#### Written exercise
Convert every line of the material below into a numbered list, omitting blank lines. Leave the pictures out of the result.

#### Dataset extract
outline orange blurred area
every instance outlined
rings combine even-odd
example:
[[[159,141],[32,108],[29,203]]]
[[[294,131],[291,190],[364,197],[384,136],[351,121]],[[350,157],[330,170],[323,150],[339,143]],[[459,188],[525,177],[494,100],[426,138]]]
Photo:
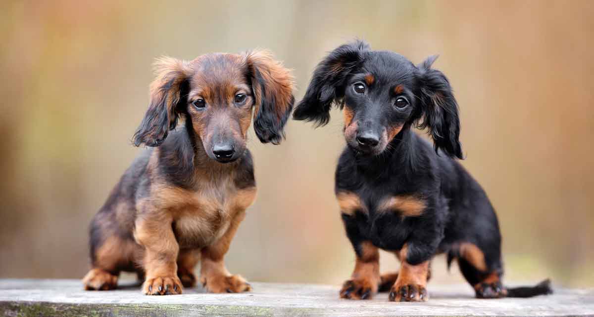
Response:
[[[440,54],[461,108],[462,164],[499,215],[509,280],[594,286],[594,2],[4,1],[0,277],[80,278],[87,228],[138,153],[130,139],[163,55],[271,50],[297,100],[355,37],[413,62]],[[354,254],[333,196],[342,119],[250,131],[258,197],[227,256],[256,281],[339,284]],[[397,268],[382,253],[383,270]],[[441,257],[438,283],[463,283]]]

#### Final answer
1. outline orange blurred area
2. every instance outlined
3. rings combine even-odd
4. example:
5. [[[159,141],[32,108],[29,203]]]
6. [[[294,131],[291,190],[364,197],[384,136],[351,121]],[[350,157],[330,170],[323,150],[339,143]],[[459,188],[525,177],[494,100],[426,138]]]
7. Photo:
8. Response:
9. [[[440,54],[461,108],[462,164],[499,215],[509,280],[594,286],[594,2],[4,1],[0,277],[80,278],[87,228],[138,153],[130,139],[163,55],[271,50],[297,100],[355,37],[413,62]],[[354,254],[333,196],[342,119],[250,131],[258,197],[227,256],[256,281],[339,284]],[[397,268],[382,253],[383,270]],[[441,257],[438,283],[463,283]]]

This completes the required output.